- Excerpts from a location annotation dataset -
##########

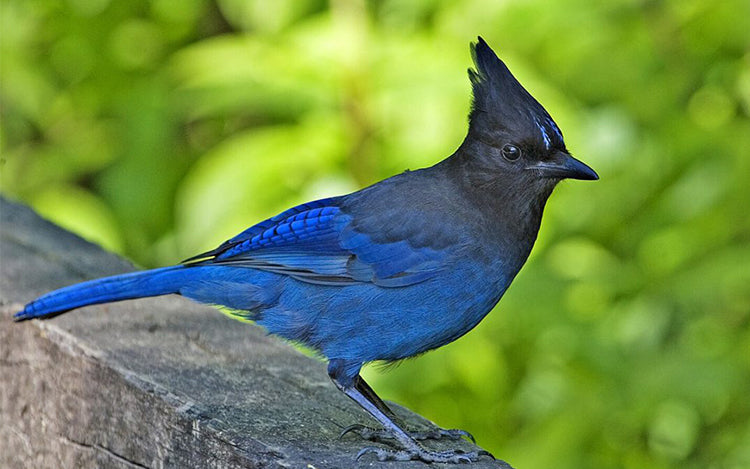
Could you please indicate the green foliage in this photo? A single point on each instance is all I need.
(160, 128)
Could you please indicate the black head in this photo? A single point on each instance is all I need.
(510, 132)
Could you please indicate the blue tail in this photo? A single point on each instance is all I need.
(104, 290)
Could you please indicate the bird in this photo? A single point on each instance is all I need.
(390, 271)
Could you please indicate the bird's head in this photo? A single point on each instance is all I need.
(510, 133)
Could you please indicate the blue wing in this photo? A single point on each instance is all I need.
(318, 242)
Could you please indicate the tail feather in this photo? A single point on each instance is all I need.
(104, 290)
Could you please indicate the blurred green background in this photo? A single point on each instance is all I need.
(160, 128)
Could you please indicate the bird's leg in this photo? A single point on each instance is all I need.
(356, 388)
(379, 435)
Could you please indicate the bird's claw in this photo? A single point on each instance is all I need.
(452, 456)
(378, 435)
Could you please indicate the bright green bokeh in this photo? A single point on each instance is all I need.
(160, 128)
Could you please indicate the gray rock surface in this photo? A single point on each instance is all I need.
(154, 383)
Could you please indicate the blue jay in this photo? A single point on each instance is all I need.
(388, 272)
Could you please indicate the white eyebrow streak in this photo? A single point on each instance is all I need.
(555, 128)
(545, 137)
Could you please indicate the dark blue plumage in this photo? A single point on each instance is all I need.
(393, 270)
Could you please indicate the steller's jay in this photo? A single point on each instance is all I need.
(388, 272)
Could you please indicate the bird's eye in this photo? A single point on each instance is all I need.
(511, 152)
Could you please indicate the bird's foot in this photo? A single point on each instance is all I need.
(419, 454)
(380, 436)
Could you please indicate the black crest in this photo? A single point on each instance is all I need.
(501, 101)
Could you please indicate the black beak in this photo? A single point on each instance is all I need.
(564, 166)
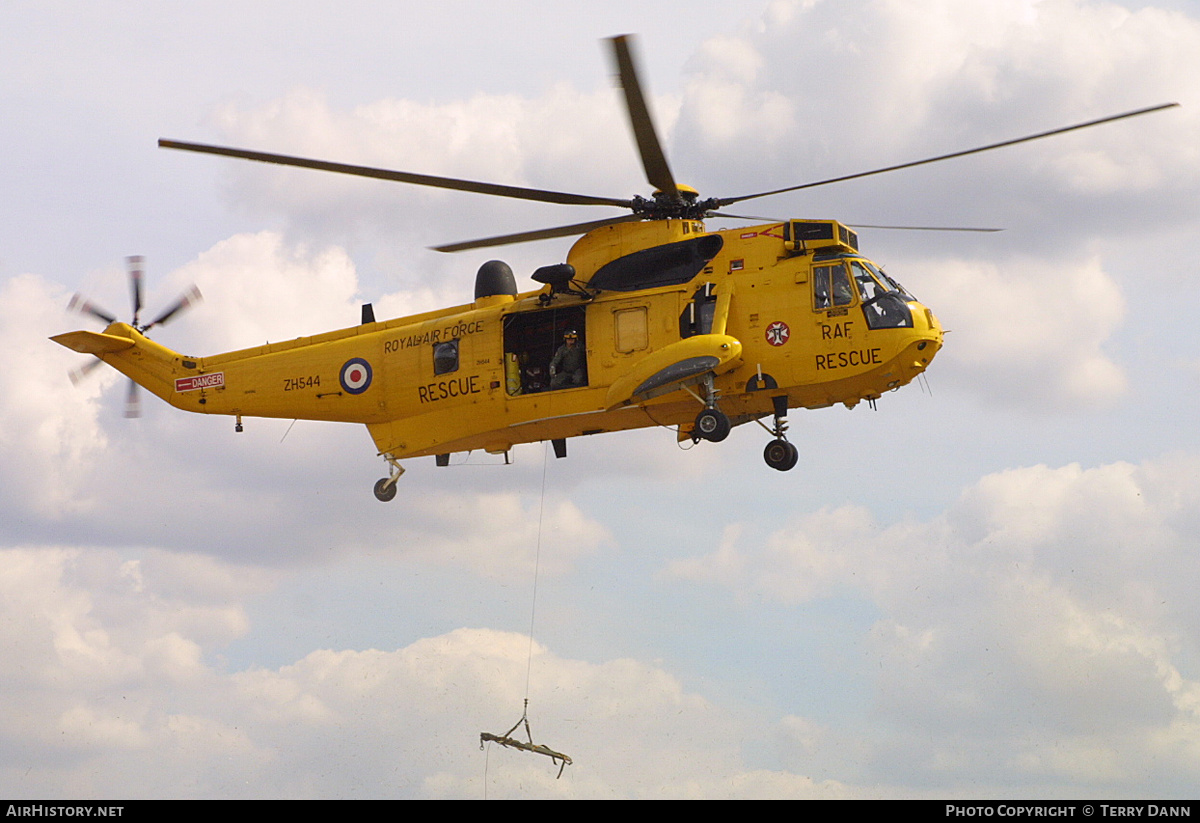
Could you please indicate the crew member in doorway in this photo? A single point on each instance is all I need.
(567, 367)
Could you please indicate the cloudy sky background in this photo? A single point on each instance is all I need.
(987, 590)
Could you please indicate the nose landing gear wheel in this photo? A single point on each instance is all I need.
(780, 455)
(385, 490)
(712, 425)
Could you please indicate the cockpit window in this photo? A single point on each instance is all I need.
(888, 283)
(885, 307)
(831, 287)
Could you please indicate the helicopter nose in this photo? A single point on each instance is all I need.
(927, 338)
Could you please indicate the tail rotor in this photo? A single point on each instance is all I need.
(136, 266)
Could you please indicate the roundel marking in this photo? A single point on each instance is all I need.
(355, 376)
(778, 332)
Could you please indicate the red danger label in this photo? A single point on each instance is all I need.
(201, 382)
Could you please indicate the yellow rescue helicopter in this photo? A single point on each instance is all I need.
(652, 320)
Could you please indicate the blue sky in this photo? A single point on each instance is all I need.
(981, 590)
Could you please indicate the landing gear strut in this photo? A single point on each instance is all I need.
(385, 487)
(712, 424)
(779, 454)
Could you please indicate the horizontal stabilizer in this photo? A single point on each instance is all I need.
(93, 342)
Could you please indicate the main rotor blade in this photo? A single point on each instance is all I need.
(498, 190)
(729, 200)
(78, 304)
(136, 272)
(921, 228)
(190, 299)
(654, 161)
(132, 401)
(859, 226)
(539, 234)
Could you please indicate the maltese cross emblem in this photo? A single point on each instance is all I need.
(778, 332)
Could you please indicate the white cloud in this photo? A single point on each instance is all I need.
(1044, 612)
(1029, 332)
(333, 724)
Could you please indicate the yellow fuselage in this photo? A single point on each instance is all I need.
(771, 314)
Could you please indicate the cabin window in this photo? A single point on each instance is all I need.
(630, 329)
(831, 287)
(697, 314)
(533, 341)
(445, 358)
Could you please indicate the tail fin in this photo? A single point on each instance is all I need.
(148, 364)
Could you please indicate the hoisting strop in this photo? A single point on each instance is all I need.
(507, 739)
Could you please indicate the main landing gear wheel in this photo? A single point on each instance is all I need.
(712, 425)
(385, 490)
(780, 455)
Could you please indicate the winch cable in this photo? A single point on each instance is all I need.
(507, 739)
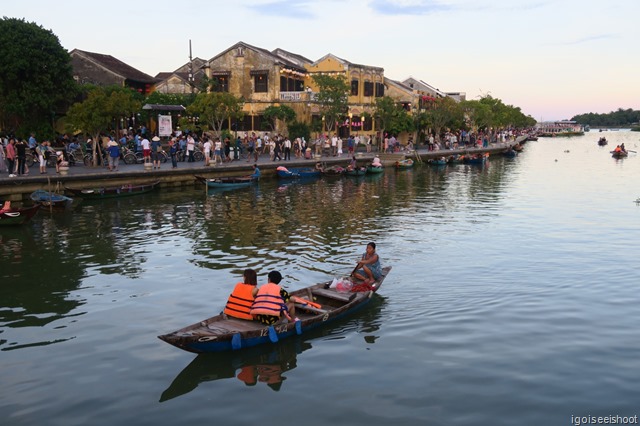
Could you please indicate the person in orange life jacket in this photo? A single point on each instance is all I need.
(242, 297)
(368, 268)
(271, 301)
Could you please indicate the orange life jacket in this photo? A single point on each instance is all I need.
(240, 301)
(268, 301)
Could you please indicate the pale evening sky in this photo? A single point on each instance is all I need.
(553, 59)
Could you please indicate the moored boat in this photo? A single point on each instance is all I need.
(296, 173)
(222, 333)
(16, 215)
(371, 169)
(407, 163)
(441, 161)
(228, 181)
(476, 158)
(50, 199)
(96, 193)
(333, 171)
(358, 171)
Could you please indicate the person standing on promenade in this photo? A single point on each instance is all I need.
(11, 157)
(207, 151)
(156, 147)
(173, 152)
(256, 172)
(114, 155)
(217, 151)
(21, 155)
(287, 149)
(191, 147)
(146, 150)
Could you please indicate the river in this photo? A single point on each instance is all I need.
(514, 298)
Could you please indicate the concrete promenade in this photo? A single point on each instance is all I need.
(18, 188)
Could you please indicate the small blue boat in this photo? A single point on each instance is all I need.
(298, 173)
(229, 182)
(50, 199)
(438, 161)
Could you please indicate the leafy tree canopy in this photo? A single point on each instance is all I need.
(36, 77)
(213, 109)
(282, 112)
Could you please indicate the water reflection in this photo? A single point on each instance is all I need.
(267, 364)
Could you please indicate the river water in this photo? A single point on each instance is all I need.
(514, 298)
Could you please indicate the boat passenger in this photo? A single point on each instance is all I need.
(242, 297)
(272, 301)
(368, 268)
(353, 164)
(256, 172)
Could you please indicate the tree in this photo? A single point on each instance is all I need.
(445, 112)
(36, 77)
(392, 117)
(101, 111)
(332, 97)
(213, 109)
(282, 112)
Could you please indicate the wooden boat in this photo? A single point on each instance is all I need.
(358, 171)
(15, 215)
(333, 171)
(438, 161)
(407, 163)
(228, 181)
(221, 333)
(47, 199)
(112, 191)
(297, 173)
(510, 153)
(371, 169)
(476, 159)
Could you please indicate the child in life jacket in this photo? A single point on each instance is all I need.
(272, 301)
(242, 297)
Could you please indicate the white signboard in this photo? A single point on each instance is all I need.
(164, 125)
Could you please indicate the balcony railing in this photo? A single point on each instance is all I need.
(297, 96)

##########

- CHALLENGE -
Reproduce all of the data above word for word, leaving out the pictures.

- WORKED SOLUTION -
Could you please indicate the green foliage in this photo? A single point on each instance is all I need.
(160, 128)
Could you please indicate the black head in this photo? A single point on each instance is all I need.
(510, 132)
Could you please indicate the blue tail in this photo? A single point on each instance is all I need.
(104, 290)
Could you please indicate the bird in this photo? A single point on each instance is all I need.
(390, 271)
Could you please indicate the bird's head in this photo? A single point on each instance is all I need.
(510, 133)
Could you please indicate the blue wing in this photo? A single point on each instance is all I need.
(318, 242)
Could you please indicate the tail feather in this photo? A single point on each instance is all I need.
(104, 290)
Could you please indicate the blurred green background in this photo? A single point on each instance is all I need.
(160, 128)
Could you please indicate the bird's leg in this photo? A single point on each instance is all I need.
(356, 388)
(379, 435)
Could you please indicate the bird's claw in this photo? A single point on each instance is all I need.
(452, 456)
(378, 435)
Could you please indicate the bright green bokeh in this photo? A single point on each instance is all I need.
(160, 128)
Could you please indicate the gray rock surface in this photo? A single point on each instance is all I need.
(154, 383)
Could you please indicate the blue jay in this photo? A single point on each instance is all I need.
(388, 272)
Could you please indicate the white eyebrow streak in this photo? A single point on each instance is all I need.
(555, 128)
(545, 137)
Could you please indicate the dark blue plumage in this photo? A single point on each instance is all I need.
(393, 270)
Could you please indicate the steller's jay in this photo? A single point on each instance is all I need.
(388, 272)
Could you please indicate the bird's eye in this photo? A single point on each instance is all I need.
(511, 152)
Could you please indicate the bird's foot in this photo? A single point on each instance is all I need.
(419, 454)
(380, 436)
Could you please indicate the black crest in this photo? A single point on each instance is all I need.
(501, 101)
Could you please indicate the black beak in this photo? A single point on each instance is all I need.
(564, 166)
Could you please indicate the crew member in doorway in this photo? A single point on each instance is all I need.
(567, 367)
Could you please indicate the cloudy sky background in this photo? A single point on each instance is all I need.
(987, 590)
Could you please indicate the nose landing gear wheel in this photo? A single point on each instance is all I need.
(780, 455)
(385, 490)
(712, 425)
Could you please indicate the cockpit window in this photo? A single point on each instance is all I need.
(888, 283)
(885, 307)
(831, 287)
Could you please indicate the helicopter nose in this photo? A single point on each instance is all I need.
(927, 338)
Could you please indicate the tail rotor in this photo? A single point on each instance is all I need.
(136, 266)
Could you please indicate the roundel marking in this photo? A single point on each instance is all I need.
(355, 376)
(778, 332)
Could you please indicate the red danger label in this photo? A single point on each instance is all I need.
(201, 382)
Could you please indicate the yellow rescue helicopter in this photo? A single point on each instance is all I need.
(652, 320)
Could you please indicate the blue sky in this photo? A single point on each instance is all I need.
(981, 590)
Could you please indicate the landing gear strut in this photo? A single point on each instance is all I need.
(385, 487)
(712, 424)
(779, 454)
Could you please indicate the horizontal stabilizer in this photo? A single point on each instance is all I need.
(93, 342)
Could you please indicate the main rotor blade in this photo? A single point on each instance is all I need.
(498, 190)
(729, 200)
(78, 304)
(136, 272)
(921, 228)
(190, 299)
(654, 161)
(132, 401)
(859, 226)
(539, 234)
Could you please indicate the maltese cross emblem in this photo? A single point on each instance is all I need.
(778, 332)
Could you please indicate the white cloud in this photo? A single point on each instance is all I need.
(1044, 612)
(1029, 332)
(333, 724)
Could you please indicate the yellow fuselage in this photo? A single point on each instance is all I need.
(771, 314)
Could you please indicate the cabin window in this photo? A single point on each instance is all I need.
(630, 329)
(831, 287)
(697, 314)
(533, 341)
(445, 358)
Could you please indicate the tail fin in this photo? A single point on each instance is all I need.
(148, 364)
Could you please indicate the hoisting strop in this photo? A single point on each instance is all I need.
(507, 739)
Could you please indicate the main landing gear wheel in this photo? A single point on each instance is all I need.
(712, 425)
(385, 490)
(780, 455)
Could you please indicate the winch cable in this photo? A single point on each instance is all I need.
(507, 739)
Could you please indicate the person in orange life jacket in this photo? A single point on each instance is all I need.
(242, 297)
(368, 268)
(271, 301)
Could you please indicate the orange life jacket in this photo? A single point on each instance is all I need.
(240, 301)
(268, 301)
Could you please indicate the pale evening sky in this photo? A single point on each instance is all I need.
(553, 59)
Could you please indicate the moored boat in this photo? A single point on each instance is all I need.
(296, 173)
(222, 333)
(16, 215)
(371, 169)
(407, 163)
(441, 161)
(228, 181)
(476, 158)
(50, 199)
(96, 193)
(333, 171)
(358, 171)
Could you please indicate the person standing on promenade in this photo? A single point on each instance is all I need.
(11, 157)
(207, 151)
(156, 147)
(173, 152)
(256, 172)
(114, 155)
(217, 151)
(21, 155)
(287, 149)
(191, 147)
(146, 150)
Could you please indicate the river in this photo? A single point on each instance is all I need.
(514, 298)
Could you please indicate the concrete promenade in this photo? A single point on each instance is all I need.
(18, 188)
Could you please indicate the small blue boat in this photo? A single point on each instance is all I need.
(298, 173)
(229, 182)
(50, 199)
(438, 161)
Could you please indicate the leafy tree canopy in this photo? A single point on each instance is all I need.
(36, 77)
(213, 109)
(282, 112)
Could you please indicate the water reflection in this photo? A single point on each instance is all I need.
(267, 364)
Could you please indicate the river water in this photo? A single point on each instance is all I need.
(514, 298)
Could you please indicate the boat passenger in this photo? A single point on each instance is all I need.
(242, 297)
(272, 301)
(368, 268)
(353, 164)
(256, 172)
Could you please indicate the tree in this photo? A single point on each instance is all I need.
(445, 112)
(36, 77)
(392, 117)
(101, 111)
(332, 97)
(213, 109)
(282, 112)
Could you please indicate the wooden boat in this photo? A single point on each instance is all I need.
(358, 171)
(15, 215)
(333, 171)
(438, 161)
(407, 163)
(228, 181)
(221, 333)
(47, 199)
(112, 191)
(297, 173)
(510, 153)
(371, 169)
(476, 159)
Could you please indicate the child in life jacket in this photo? A single point on each instance is all I need.
(272, 301)
(242, 297)
Could you please indicate the white signboard in this photo? A single point on each instance is all I need.
(164, 125)
Could you please indicate the balcony railing in this photo? A single point on each instance is all I need.
(297, 96)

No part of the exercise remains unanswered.